▶ **Exercise objective**
Make an exact copy of the entries below.
Start of Data records
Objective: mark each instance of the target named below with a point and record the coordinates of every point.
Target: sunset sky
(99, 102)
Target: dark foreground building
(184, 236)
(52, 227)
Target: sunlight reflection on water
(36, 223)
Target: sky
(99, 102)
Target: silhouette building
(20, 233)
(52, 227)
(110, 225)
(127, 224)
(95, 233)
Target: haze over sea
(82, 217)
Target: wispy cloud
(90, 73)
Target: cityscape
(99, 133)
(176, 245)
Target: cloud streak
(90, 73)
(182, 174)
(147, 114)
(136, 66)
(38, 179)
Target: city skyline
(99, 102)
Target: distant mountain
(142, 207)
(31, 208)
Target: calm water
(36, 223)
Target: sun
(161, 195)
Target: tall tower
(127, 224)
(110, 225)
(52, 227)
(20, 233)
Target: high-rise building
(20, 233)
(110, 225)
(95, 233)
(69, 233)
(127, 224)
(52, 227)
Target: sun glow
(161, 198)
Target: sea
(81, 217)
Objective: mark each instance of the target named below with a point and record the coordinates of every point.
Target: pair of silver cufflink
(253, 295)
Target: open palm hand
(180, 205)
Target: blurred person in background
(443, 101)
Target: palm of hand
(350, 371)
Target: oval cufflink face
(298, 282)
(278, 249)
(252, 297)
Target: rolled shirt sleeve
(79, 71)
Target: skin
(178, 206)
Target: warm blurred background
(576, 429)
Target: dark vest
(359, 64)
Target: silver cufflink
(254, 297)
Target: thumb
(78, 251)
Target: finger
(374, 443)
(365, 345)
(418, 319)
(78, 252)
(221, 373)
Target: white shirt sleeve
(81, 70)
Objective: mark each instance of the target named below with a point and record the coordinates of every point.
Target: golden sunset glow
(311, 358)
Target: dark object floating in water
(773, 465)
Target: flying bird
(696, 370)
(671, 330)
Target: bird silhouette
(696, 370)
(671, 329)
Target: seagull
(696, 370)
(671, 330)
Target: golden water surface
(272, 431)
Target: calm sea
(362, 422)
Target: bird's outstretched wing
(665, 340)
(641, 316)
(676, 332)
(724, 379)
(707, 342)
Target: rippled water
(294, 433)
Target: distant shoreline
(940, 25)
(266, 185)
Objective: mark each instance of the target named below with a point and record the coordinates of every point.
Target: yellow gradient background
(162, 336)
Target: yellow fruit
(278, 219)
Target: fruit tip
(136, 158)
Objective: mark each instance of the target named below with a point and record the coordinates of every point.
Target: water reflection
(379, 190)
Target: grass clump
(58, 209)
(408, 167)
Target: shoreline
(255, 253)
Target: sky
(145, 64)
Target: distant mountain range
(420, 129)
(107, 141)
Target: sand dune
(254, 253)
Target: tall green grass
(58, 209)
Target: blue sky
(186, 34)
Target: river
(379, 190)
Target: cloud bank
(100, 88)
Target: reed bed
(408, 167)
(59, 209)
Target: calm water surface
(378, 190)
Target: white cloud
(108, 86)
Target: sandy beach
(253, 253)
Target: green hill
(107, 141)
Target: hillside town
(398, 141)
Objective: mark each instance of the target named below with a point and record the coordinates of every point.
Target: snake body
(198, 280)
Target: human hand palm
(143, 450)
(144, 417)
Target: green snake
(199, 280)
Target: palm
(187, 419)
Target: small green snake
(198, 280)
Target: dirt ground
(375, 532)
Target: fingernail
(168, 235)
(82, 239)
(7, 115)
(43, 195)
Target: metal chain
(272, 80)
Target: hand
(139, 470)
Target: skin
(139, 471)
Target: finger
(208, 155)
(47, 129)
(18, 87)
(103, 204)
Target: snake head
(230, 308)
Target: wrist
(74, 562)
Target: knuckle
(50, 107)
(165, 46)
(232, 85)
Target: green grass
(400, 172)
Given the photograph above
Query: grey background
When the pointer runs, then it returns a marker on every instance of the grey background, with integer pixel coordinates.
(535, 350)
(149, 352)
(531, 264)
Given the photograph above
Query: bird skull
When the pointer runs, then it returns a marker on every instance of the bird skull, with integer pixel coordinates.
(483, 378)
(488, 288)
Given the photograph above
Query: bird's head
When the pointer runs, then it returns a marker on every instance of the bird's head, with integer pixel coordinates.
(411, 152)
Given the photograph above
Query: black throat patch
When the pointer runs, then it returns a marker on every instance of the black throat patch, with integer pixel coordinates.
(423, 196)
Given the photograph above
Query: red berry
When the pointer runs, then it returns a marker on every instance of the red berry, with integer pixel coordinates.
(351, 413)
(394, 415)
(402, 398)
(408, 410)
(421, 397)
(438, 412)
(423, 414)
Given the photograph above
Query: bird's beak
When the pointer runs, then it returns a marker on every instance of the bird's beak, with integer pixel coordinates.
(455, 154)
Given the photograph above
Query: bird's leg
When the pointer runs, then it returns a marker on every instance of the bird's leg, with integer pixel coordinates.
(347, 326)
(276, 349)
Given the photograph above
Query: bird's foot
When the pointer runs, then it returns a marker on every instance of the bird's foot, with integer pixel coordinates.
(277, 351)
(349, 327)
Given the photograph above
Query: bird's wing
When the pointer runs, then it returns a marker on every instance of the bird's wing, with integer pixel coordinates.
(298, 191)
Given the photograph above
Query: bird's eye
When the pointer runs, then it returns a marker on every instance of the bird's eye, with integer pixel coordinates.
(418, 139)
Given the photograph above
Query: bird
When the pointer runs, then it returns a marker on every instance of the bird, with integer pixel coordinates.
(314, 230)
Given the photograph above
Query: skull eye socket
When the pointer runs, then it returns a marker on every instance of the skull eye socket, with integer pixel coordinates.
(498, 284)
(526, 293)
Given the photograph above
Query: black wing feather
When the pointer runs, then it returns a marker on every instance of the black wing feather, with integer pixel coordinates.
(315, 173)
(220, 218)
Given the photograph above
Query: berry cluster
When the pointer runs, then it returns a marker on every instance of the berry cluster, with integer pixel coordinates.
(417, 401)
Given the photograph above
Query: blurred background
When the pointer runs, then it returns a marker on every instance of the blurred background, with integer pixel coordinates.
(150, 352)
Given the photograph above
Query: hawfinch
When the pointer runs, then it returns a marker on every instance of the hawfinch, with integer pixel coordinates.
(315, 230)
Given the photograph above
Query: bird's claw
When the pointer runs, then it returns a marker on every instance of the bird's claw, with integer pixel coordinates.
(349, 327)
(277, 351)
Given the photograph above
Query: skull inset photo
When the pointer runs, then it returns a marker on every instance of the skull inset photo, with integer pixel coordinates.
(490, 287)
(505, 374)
End of Data records
▶ **Result below**
Objective: mark each instance of the target named below with a point and record the coordinates of every point.
Target: sunset sky
(99, 102)
Target: dark foreground building
(184, 236)
(52, 227)
Target: sunlight reflection on water
(36, 223)
Target: sky
(99, 102)
Target: silhouette building
(20, 233)
(52, 227)
(110, 225)
(127, 224)
(95, 233)
Target: haze over sea
(82, 217)
Target: wispy cloud
(90, 73)
Target: cityscape
(99, 133)
(176, 245)
Target: cloud streak
(90, 73)
(182, 174)
(147, 114)
(136, 66)
(38, 179)
Target: city skyline
(99, 102)
Target: distant mountain
(142, 207)
(31, 208)
Target: calm water
(36, 223)
Target: sun
(161, 195)
Target: tall tower
(127, 224)
(110, 225)
(52, 227)
(20, 233)
Target: high-rise building
(20, 233)
(110, 225)
(95, 233)
(69, 233)
(127, 224)
(52, 227)
Target: sun glow
(161, 198)
Target: sea
(81, 217)
Objective: mark each instance of the target named below with a point and record the coordinates of every point.
Target: pair of silver cufflink
(253, 295)
Target: open palm hand
(180, 205)
Target: blurred person in background
(443, 101)
Target: palm of hand
(350, 371)
Target: oval cufflink face
(298, 282)
(278, 249)
(252, 297)
Target: rolled shirt sleeve
(79, 71)
Target: skin
(178, 206)
Target: warm blurred background
(576, 429)
Target: dark vest
(359, 64)
Target: silver cufflink
(254, 297)
Target: thumb
(78, 251)
Target: finger
(374, 443)
(365, 345)
(418, 319)
(78, 252)
(221, 373)
Target: white shirt sleeve
(81, 70)
Objective: mark each instance of the target named below with a point and record the coordinates of every point.
Target: golden sunset glow
(311, 358)
Target: dark object floating in water
(773, 465)
Target: flying bird
(696, 370)
(671, 330)
Target: bird silhouette
(696, 370)
(671, 329)
Target: seagull
(696, 370)
(671, 330)
Target: golden water surface
(272, 431)
Target: calm sea
(362, 422)
Target: bird's outstretched wing
(665, 340)
(641, 316)
(676, 332)
(724, 379)
(707, 342)
Target: rippled water
(294, 433)
Target: distant shoreline
(940, 25)
(266, 185)
Objective: mark each instance of the target named below with a point and record the coordinates of every point.
Target: yellow gradient background
(162, 336)
Target: yellow fruit
(278, 219)
Target: fruit tip
(136, 158)
Objective: mark each instance of the target named below with a point and record the coordinates of every point.
Target: water reflection
(379, 190)
Target: grass clump
(58, 209)
(408, 167)
Target: shoreline
(255, 253)
Target: sky
(145, 64)
Target: distant mountain range
(420, 129)
(107, 141)
Target: sand dune
(254, 253)
Target: tall green grass
(58, 209)
Target: blue sky
(186, 34)
Target: river
(379, 190)
Target: cloud bank
(100, 88)
Target: reed bed
(408, 167)
(59, 209)
Target: calm water surface
(378, 190)
Target: white cloud
(108, 86)
Target: sandy beach
(253, 253)
Target: green hill
(107, 141)
Target: hillside town
(398, 141)
Objective: mark each instance of the target named below with a point and record the coordinates of every point.
Target: snake body
(198, 280)
Target: human hand palm
(143, 450)
(144, 417)
Target: green snake
(199, 280)
Target: palm
(187, 419)
Target: small green snake
(198, 280)
Target: dirt ground
(375, 532)
Target: fingernail
(168, 235)
(82, 239)
(7, 115)
(43, 195)
Target: metal chain
(272, 80)
Target: hand
(139, 470)
Target: skin
(139, 471)
Target: finger
(208, 155)
(47, 129)
(18, 87)
(103, 204)
Target: snake head
(230, 308)
Target: wrist
(74, 562)
Target: knuckle
(50, 107)
(165, 46)
(232, 85)
Target: green grass
(400, 172)
Given the photograph above
Query: grey background
When the pointer runs, then it returns a marker on every instance of the grey background, with integer pixel coordinates.
(535, 350)
(149, 352)
(531, 264)
Given the photograph above
Query: bird skull
When the pointer runs, then it returns a marker on every instance of the bird skull, with integer pixel coordinates.
(483, 378)
(488, 288)
Given the photograph above
Query: bird's head
When the pointer runs, then it returns a marker on every instance of the bird's head, with integer pixel coordinates.
(411, 152)
Given the photograph above
Query: black throat patch
When the pointer runs, then it returns a marker on every instance of the black throat patch, with integer pixel coordinates.
(423, 196)
Given the photograph above
Query: red berry
When the pointer runs, then it returns a marker on every instance of the red berry, with integer pixel coordinates.
(351, 413)
(394, 415)
(402, 398)
(408, 410)
(421, 397)
(438, 412)
(423, 414)
Given the photograph above
Query: bird's beak
When the pointer runs, then it returns a marker on every instance of the bird's beak, with integer pixel coordinates.
(455, 154)
Given the photograph above
Query: bird's leg
When the pointer runs, then it returns a marker on every instance of the bird's leg, with integer pixel coordinates.
(347, 326)
(276, 349)
Given the photograph above
Query: bird's foot
When the pointer runs, then it returns a marker on every instance of the bird's foot, with integer pixel coordinates.
(277, 351)
(349, 327)
Given the photograph above
Query: bird's wing
When the pointer runs, then it returns a marker on every instance of the bird's wing, with integer pixel coordinates.
(298, 191)
Given the photograph above
Query: bird's eye
When the pointer runs, then it returns a marker on every instance of the bird's eye, with integer pixel coordinates.
(418, 139)
Given the photograph above
Query: bird
When the pointer runs, then it returns a marker on every instance of the bird, with integer pixel coordinates.
(314, 230)
Given the photograph above
Query: skull eye socket
When the pointer runs, then it returns a marker on every instance of the skull eye socket, with integer pixel coordinates.
(498, 284)
(526, 293)
Given the photograph above
Query: black wing feather
When the pointer runs, then it returns a marker on every instance of the black wing feather, with integer pixel coordinates.
(315, 173)
(220, 218)
Given the photograph above
Query: berry cluster
When the pointer runs, then it returns a marker on every instance of the berry cluster, with integer pixel coordinates.
(417, 401)
Given the photograph above
Query: blurred background
When the pointer runs, then it returns a marker on every instance of the blurred background, with integer pixel coordinates.
(150, 352)
Given the photograph above
Query: hawfinch
When the pointer runs, then it returns a marker on every instance of the hawfinch, with integer pixel coordinates.
(315, 230)
Given the photograph above
Query: bird's claw
When the pointer runs, then it returns a marker on every instance of the bird's claw, with integer pixel coordinates.
(349, 327)
(277, 351)
Given the photograph above
Query: skull inset photo
When the pointer runs, then it returns a marker on every instance of the skull inset photo, with integer pixel coordinates.
(490, 287)
(505, 374)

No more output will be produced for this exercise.